| Assignment |
Your task is to retype the lines from the opening of the material through the line that includes "For each instance of the rock, imagine". Do not copy the pictures.
Provided data: Begin
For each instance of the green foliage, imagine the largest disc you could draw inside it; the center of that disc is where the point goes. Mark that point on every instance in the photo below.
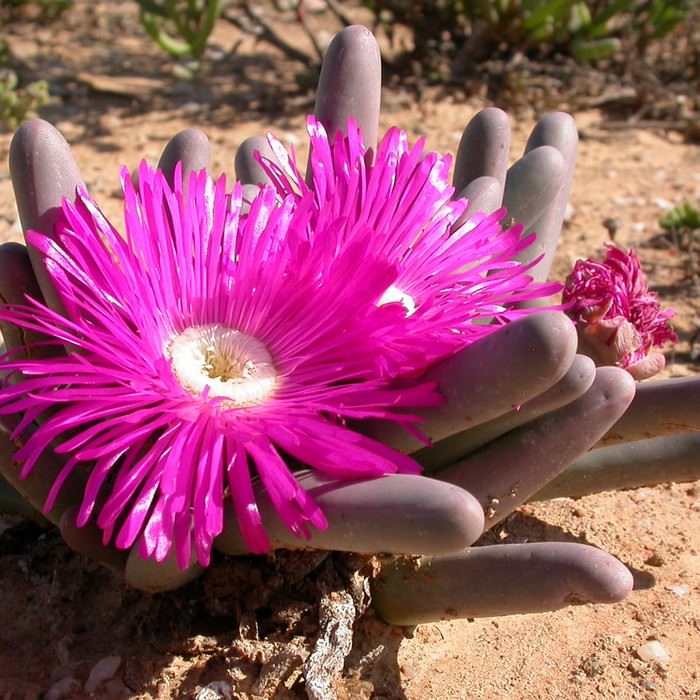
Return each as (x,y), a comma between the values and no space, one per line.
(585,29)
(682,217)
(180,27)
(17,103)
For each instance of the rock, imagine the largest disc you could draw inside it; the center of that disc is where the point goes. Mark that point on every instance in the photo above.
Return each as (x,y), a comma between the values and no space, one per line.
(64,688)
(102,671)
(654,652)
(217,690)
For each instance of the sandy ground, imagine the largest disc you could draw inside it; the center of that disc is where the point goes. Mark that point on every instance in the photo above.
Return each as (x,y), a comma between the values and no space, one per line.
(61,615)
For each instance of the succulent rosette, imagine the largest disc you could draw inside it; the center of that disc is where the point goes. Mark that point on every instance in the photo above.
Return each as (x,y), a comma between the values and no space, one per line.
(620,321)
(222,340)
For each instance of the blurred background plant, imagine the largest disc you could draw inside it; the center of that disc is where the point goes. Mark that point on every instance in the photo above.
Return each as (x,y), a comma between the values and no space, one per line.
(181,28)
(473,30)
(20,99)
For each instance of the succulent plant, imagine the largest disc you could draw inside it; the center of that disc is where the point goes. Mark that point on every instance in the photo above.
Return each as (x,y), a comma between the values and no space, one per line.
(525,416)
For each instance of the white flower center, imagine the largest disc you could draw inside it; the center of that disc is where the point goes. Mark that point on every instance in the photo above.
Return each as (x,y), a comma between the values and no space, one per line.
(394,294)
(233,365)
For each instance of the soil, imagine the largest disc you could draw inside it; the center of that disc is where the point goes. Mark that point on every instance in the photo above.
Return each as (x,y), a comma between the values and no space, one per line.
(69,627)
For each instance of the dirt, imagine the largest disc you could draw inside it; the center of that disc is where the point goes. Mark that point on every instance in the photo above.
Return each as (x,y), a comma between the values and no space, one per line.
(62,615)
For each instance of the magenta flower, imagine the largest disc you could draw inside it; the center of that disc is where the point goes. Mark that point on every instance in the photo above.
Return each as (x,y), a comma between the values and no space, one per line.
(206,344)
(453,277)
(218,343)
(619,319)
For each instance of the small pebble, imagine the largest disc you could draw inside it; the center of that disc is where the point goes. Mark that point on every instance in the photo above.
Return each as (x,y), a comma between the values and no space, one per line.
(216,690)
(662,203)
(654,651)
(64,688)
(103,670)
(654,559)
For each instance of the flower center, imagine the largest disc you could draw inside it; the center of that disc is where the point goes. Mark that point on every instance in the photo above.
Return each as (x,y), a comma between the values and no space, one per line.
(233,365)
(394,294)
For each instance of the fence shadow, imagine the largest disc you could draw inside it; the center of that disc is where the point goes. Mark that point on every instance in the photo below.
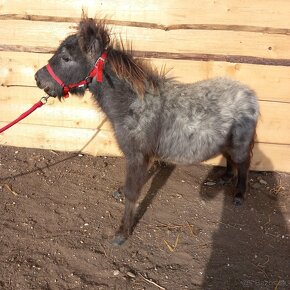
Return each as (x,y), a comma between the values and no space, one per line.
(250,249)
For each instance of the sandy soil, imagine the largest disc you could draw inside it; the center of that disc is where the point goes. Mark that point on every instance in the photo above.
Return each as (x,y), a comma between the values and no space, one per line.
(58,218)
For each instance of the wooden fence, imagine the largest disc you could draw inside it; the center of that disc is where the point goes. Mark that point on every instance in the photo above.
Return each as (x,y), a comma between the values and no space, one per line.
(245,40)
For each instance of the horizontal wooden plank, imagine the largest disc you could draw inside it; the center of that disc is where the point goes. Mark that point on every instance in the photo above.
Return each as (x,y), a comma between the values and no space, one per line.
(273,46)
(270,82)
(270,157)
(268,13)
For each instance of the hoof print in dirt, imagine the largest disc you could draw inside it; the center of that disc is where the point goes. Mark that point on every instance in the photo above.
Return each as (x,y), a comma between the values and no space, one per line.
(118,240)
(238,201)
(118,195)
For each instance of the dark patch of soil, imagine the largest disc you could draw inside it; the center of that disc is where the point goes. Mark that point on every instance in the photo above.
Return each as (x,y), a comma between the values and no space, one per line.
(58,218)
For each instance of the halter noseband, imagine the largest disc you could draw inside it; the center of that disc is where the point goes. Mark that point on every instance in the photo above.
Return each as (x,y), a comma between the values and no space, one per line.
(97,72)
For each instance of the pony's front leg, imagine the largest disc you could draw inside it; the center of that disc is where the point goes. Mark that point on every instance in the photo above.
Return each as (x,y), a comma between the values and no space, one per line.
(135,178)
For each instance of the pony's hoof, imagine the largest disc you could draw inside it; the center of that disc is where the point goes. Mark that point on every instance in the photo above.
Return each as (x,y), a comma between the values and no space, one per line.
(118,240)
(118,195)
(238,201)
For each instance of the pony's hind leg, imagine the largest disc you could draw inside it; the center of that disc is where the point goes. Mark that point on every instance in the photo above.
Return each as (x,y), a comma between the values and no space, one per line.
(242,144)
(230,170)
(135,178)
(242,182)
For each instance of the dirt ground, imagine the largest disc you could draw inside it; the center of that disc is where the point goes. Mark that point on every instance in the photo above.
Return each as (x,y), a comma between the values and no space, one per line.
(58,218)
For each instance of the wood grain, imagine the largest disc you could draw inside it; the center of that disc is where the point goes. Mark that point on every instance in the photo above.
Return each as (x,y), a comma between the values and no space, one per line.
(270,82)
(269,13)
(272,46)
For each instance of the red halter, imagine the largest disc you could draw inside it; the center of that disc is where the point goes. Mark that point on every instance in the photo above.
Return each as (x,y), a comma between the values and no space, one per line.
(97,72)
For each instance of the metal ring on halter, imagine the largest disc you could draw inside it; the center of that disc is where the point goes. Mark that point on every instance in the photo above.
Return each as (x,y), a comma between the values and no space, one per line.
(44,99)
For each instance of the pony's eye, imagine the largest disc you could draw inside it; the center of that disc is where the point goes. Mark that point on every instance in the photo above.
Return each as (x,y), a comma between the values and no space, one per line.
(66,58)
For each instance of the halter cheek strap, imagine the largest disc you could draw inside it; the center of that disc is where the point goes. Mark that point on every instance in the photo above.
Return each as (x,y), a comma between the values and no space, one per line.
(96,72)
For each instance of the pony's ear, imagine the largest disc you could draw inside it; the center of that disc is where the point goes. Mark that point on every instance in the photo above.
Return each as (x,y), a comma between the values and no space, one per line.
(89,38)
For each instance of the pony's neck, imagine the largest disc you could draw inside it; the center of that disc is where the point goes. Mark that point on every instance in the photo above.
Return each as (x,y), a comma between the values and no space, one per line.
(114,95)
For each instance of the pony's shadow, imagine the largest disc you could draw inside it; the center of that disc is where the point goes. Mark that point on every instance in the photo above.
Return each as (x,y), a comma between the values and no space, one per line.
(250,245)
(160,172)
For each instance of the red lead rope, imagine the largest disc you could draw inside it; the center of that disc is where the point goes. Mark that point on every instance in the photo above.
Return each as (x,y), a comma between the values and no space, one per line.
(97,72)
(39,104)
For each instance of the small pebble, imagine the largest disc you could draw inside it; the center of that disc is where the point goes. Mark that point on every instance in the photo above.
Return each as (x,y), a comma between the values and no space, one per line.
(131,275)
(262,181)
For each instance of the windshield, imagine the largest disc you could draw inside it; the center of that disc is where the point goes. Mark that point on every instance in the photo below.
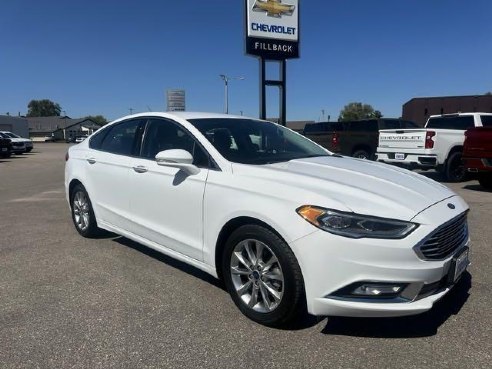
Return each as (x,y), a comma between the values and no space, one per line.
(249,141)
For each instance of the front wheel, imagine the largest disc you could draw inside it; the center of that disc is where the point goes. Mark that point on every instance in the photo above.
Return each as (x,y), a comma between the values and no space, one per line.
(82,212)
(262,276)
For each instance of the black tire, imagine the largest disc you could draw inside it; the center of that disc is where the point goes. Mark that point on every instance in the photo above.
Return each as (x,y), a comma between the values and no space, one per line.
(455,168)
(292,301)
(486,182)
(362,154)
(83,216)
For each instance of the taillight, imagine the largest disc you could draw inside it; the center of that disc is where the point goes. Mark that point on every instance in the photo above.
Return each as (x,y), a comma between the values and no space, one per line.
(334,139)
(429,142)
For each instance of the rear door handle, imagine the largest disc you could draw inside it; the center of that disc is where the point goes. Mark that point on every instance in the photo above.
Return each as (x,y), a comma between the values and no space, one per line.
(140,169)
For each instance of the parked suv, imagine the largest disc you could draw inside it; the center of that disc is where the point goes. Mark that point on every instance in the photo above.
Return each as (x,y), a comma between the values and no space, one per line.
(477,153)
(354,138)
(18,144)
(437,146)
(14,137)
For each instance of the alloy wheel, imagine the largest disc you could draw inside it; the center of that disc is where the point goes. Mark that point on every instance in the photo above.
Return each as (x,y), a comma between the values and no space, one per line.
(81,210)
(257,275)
Provided data: End
| Output below |
For each instance of the green foliage, imagine the largest disc you could draw inside it; the center of that disc is where the point goes. Mark that point on every instance in the photo below.
Return each as (x,y), a comma between the values and no space, one per line.
(585,29)
(682,217)
(180,27)
(17,103)
For each instance of the rock, imagine the largest disc you could draw inside it; the center of that disc is where the point goes. Mark that point on every instance in the photo above.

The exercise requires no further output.